- **DOCUMENT EXTRACT**
Materials and methods
Human liver tissue microarray (TMA)
The human liver TMA consisting of normal livers (n = 30), chronic hepatitis (n = 10), and cirrhosis livers (n = 40) was purchased from US Biomax, Inc. (Kit no. LV805a, Rockville, MD). The TMA slides were subjected immunohistochemistry (IHC) staining of TGF-β1 and BMP-2, and quantified by using the HistoQuest immunohistochemistry analysis software (TissueGnostics) [28].
Animal models and study ethics
The animal study protocol was reviewed and approved by the Institutional Animal Care and Use Committee of the Chang Gung Memorial Hospital (Approval no. 2016092604). FVB male mice (age 7–8 weeks) weighing 25–35 g were purchased from BioLASCO Co., Ltd. (Taipei, Taiwan). All animals were housed in an animal facility (set at 22 °C, with a relative humidity of 55%, and in a 12h-light/12h-dark cycle) with sterile tap water and food available ad libitum. Mouse liver fibrosis was induced by conducting common BDL surgery or subcutaneous administration of CCl4 as previously described [27]. Liver sera and tissues were collected at 1 and 2 weeks after BDL, or at 2 and 4 weeks after initiation of CCl4 injection. Sera were subjected to biochemical parameter measurements by a standard clinical automatic analyzer, including alanine aminotransferase (ALT), aspartate aminotransferase (AST), alkaline phosphatase (ALP), direct, and total bilirubin. Liver tissues were dissected, snap frozen, and stored at −80 ℃ for extracting total RNA, tissue lysates, and further molecular detection.
Cloning, expression, and purification of adenoviruses for gene delivery
To evaluate the anti-fibrotic effect of BMP-2, gene delivery administration was performed at 24 h prior to the day of CCl4 injection or BDL surgery. The replication-deficient, recombinant adenoviruses containing green fluorescent protein (Ad-GFP) and BMP-2 genes (Ad-BMP-2) were generated as previously described [29]. In brief, 30 μl of 1 × 109 plaque-forming units (pfu)/ml of Ad-GFP or Ad-BMP-2, which was stored in 10% glycerol and diluted in saline immediately before use, were injected into the tail veins using a 27 G needle under anesthesia.
Reverse transcription and quantitative polymerase chain reaction (RT-qPCR)
To quantify the mRNA levels of BMP-2 and TGF-β1 in the liver, we isolated total RNA performed RT reaction and qPCR as previously described [27]. The primer sequences were as follows: β-actin, 5’-TCACCCACACTGTGCCCATCTACGA-3’ (forward) and 5’-CAGCGGAACCGCTCATTGCCAATGG-3’ (reverse); TGF-β1, 5’-CGTCAGACATTCGGGAAGC-3’ (forward) and 5’-CAGCCACTCAGGCGTATCA-3’ (reverse); BMP-2, 5’-GGGTGGAATGACTGGATCG-3’ (forward) and 5’-ATGGCATGGTTAGTGGAGTT-3’ (reverse).

- **TASK SET**
1. In the methods section, how many cirrhosis livers were included in the human liver tissue microarray?
2. Summarize the methods section in two sentences.
3. Please carry on the methods section from where it stops.

- **GIVEN RECORDS**
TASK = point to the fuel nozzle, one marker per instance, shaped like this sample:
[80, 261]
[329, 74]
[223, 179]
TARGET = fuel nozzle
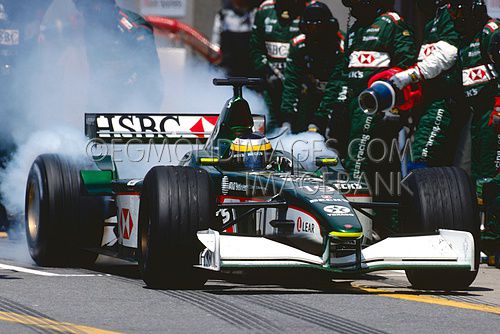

- **ANSWERS GIVEN**
1. 40

2. A purchased human liver tissue microarray of normal, chronic hepatitis, and cirrhosis livers was stained for TGF-β1 and BMP-2 and quantified with analysis software, while liver fibrosis was induced in male FVB mice by BDL surgery or CCl4 injection, with sera and liver tissues collected for biochemical and molecular testing. To test the anti-fibrotic effect of BMP-2, adenoviruses carrying GFP or BMP-2 were injected into the tail veins 24 h before injury, and liver mRNA levels of BMP-2 and TGF-β1 were measured by RT-qPCR.

3.
Western blot analysis
Protein lysates were prepared from mouse liver tissue samples or cells in 1 × radio immunoprecipitation assay lysis buffer (Cell Signaling Technology, Billerica, MA). Protein concentrations were measured using a protein assay dye (Bio-Rad Laboratories, Hercules, CA). SDS-PAGE and immunoblotting analysis were performed as described previously [30]. The detecting antibodies were raised against BMP-2 (ab6285, abcam, UK), TGF-β1 (ab92486, abcam), TGF-β1 receptor I (ab31013, abcam), TGF-β1 receptor II (ab186838, abcam), GAPDH (GTX627408, GeneTex, SA), phospho-Smad3 (pSmad3; ab51451, abcam), Smad3 (ab40854, abcam), fibronectin (ab2413, abcam), E-cadherin (ab76055, abcam), vimentin (2707-1 epitomics), and β-actin (sc-1615, Santa Cruz).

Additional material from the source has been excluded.